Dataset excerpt
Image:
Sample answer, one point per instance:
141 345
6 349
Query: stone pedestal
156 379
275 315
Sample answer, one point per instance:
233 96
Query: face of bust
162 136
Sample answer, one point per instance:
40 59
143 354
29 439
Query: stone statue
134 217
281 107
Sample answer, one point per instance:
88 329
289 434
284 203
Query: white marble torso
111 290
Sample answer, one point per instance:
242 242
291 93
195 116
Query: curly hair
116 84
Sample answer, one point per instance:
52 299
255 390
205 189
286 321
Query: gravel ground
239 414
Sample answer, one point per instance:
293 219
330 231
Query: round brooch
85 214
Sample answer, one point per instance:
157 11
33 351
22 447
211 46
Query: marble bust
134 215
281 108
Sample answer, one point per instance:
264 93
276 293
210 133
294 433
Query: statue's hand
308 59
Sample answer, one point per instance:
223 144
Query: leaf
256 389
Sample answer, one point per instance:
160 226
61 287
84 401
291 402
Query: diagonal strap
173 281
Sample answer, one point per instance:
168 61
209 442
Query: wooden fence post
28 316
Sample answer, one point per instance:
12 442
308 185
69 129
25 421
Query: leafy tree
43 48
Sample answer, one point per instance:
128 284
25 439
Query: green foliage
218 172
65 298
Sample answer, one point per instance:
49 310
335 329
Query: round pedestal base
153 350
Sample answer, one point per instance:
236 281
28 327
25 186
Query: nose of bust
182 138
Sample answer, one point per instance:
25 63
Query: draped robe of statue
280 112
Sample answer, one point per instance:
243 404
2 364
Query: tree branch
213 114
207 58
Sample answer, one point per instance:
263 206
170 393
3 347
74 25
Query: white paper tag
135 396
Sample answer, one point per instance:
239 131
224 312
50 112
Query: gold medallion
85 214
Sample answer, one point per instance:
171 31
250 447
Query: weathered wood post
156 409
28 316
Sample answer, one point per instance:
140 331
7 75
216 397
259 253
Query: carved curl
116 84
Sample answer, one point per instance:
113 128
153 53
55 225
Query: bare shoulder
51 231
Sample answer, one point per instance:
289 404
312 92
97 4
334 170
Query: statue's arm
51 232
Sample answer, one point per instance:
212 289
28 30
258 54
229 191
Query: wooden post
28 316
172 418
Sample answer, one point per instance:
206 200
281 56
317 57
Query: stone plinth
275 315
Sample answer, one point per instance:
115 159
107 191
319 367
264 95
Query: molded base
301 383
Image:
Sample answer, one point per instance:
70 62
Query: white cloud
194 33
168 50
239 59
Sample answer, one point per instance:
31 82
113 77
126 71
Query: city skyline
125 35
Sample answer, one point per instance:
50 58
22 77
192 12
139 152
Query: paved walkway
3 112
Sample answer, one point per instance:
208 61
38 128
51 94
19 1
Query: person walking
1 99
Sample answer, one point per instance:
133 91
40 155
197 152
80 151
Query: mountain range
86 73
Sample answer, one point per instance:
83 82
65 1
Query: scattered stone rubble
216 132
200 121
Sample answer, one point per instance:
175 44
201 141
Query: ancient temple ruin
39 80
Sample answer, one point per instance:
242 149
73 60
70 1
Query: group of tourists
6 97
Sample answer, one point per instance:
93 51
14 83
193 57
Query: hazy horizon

WHAT THE TASK ASKS → Which lines in the data above contain the string "white", matching its case exactly? Copy out each of those lines.

EXERCISE ANSWER →
Query: white marble torso
Query: white paper tag
Query: white cloud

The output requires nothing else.